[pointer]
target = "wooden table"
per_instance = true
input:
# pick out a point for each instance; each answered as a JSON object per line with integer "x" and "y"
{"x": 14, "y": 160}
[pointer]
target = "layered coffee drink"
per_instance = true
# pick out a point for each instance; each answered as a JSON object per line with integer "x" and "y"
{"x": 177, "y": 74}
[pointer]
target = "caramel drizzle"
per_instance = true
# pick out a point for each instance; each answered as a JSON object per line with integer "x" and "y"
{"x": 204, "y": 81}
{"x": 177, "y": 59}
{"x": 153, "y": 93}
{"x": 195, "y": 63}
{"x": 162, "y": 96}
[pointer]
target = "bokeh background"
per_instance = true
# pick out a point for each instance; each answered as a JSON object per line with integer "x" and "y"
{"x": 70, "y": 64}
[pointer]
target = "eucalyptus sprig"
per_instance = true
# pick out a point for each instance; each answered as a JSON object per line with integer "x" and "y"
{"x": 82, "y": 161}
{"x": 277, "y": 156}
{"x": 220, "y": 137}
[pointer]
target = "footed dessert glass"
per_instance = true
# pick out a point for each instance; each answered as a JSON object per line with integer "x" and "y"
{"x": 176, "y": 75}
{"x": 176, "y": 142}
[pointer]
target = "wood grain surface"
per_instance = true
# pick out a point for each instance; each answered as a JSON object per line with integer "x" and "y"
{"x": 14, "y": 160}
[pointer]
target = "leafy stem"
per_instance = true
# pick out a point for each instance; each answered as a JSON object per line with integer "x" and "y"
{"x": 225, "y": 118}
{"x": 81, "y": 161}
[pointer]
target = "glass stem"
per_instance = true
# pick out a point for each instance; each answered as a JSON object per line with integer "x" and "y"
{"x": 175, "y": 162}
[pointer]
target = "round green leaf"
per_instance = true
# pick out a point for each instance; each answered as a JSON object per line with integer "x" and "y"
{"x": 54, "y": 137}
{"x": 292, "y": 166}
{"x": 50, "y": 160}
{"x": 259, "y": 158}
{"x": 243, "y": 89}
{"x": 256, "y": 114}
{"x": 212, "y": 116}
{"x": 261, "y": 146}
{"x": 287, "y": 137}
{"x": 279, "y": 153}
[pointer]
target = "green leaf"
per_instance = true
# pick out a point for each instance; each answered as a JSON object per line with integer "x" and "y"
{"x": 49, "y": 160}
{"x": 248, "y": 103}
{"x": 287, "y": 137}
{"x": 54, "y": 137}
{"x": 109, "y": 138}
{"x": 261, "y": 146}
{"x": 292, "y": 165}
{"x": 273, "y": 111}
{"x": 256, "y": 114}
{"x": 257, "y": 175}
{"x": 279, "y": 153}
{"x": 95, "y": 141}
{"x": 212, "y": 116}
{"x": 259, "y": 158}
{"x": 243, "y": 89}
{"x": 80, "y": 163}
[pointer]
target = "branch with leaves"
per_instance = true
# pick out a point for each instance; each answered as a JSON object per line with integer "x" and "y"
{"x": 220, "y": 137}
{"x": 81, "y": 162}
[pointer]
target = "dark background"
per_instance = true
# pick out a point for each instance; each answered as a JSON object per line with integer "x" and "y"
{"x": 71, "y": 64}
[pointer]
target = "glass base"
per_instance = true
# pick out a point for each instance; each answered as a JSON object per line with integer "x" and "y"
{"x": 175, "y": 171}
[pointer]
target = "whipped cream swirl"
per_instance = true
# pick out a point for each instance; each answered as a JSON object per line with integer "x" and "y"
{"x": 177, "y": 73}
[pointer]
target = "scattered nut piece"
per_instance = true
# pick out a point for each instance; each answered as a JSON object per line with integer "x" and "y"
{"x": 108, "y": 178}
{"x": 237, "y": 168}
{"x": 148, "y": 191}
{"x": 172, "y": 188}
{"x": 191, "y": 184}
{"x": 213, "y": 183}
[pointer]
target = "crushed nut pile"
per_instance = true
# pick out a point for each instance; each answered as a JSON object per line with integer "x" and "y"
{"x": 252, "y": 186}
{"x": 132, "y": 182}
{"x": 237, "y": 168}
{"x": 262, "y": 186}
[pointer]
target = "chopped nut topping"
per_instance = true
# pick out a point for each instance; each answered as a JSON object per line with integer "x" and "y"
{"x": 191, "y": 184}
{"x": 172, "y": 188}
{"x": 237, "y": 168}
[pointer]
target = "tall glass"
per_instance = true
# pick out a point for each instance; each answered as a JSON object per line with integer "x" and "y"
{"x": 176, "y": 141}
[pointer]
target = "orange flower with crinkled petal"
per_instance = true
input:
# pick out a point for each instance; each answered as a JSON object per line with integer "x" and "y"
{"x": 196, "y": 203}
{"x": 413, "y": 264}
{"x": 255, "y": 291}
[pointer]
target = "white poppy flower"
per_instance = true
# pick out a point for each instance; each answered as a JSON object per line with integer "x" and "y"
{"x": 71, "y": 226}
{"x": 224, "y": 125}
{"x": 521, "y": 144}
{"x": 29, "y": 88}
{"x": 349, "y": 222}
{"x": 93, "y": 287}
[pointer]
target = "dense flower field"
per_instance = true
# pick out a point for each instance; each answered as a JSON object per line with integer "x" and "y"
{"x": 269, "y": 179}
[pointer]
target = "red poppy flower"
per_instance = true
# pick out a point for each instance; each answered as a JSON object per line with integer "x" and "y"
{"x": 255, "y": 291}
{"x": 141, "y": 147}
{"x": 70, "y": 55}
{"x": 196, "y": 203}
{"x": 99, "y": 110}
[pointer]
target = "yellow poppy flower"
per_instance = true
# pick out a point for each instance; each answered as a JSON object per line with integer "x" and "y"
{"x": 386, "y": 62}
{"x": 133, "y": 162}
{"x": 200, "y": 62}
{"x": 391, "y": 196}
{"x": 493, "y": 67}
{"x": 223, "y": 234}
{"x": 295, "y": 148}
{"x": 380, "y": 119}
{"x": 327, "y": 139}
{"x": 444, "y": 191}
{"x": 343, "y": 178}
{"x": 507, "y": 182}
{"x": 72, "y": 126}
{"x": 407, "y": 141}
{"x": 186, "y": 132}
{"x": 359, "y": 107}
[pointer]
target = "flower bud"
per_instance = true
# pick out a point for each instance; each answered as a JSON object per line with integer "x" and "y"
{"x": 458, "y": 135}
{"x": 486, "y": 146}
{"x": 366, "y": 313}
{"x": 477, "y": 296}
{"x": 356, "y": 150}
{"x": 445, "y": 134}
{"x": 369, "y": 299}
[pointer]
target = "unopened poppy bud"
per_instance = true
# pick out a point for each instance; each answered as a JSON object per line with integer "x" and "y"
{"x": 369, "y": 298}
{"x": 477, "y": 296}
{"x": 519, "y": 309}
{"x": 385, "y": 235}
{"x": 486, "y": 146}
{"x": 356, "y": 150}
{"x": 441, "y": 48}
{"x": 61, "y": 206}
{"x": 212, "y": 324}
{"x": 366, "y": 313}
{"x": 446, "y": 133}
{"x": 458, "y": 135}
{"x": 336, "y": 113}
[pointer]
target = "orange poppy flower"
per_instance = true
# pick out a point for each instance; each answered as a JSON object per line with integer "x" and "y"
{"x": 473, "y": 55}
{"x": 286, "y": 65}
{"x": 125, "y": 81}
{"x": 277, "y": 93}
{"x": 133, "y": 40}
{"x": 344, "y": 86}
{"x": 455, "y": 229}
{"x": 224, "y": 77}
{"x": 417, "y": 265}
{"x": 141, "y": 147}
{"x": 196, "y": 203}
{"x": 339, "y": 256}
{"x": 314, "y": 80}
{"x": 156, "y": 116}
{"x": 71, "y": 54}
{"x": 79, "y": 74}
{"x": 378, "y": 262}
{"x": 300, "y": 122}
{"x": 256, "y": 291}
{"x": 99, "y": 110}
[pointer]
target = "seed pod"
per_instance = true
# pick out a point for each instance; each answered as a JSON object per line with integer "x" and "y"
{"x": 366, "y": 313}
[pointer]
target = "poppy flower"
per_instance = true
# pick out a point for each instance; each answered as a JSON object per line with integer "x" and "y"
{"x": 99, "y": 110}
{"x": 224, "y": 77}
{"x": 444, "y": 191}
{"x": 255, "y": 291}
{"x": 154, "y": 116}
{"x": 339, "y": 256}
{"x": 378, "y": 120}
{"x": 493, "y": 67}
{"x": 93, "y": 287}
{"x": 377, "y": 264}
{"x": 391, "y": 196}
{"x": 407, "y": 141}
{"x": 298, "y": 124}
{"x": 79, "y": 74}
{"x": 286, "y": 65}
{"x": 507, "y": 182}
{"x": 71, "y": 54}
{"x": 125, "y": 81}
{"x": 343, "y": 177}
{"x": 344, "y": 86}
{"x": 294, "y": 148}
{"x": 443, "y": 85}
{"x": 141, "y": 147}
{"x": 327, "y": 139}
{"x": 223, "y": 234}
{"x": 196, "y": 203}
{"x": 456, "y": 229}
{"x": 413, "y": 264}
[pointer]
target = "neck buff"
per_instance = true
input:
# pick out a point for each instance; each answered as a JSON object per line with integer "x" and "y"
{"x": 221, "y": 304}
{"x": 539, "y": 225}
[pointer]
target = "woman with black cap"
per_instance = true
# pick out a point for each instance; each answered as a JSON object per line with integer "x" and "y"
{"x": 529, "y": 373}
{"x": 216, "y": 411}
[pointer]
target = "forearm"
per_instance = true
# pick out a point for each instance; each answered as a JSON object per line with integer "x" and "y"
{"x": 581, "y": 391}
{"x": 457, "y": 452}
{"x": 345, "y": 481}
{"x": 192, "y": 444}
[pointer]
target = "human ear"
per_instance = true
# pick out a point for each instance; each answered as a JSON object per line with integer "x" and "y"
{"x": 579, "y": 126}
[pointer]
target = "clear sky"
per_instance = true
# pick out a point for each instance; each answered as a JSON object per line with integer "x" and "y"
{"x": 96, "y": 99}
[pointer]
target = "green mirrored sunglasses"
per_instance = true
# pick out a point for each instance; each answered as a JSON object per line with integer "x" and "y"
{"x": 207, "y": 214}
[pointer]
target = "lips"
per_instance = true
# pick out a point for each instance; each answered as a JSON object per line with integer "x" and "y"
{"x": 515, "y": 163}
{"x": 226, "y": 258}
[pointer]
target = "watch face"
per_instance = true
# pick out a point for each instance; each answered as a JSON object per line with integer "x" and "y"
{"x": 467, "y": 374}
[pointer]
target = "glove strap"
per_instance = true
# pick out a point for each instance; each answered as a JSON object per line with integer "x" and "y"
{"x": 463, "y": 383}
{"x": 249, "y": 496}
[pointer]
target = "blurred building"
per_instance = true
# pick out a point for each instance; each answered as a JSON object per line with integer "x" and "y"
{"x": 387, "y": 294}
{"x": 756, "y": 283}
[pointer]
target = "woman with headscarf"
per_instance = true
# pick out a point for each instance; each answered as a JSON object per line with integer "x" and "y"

* * *

Task details -
This task calls for each line of the material that contains "background".

Output -
target = "bokeh background"
target = "dark background"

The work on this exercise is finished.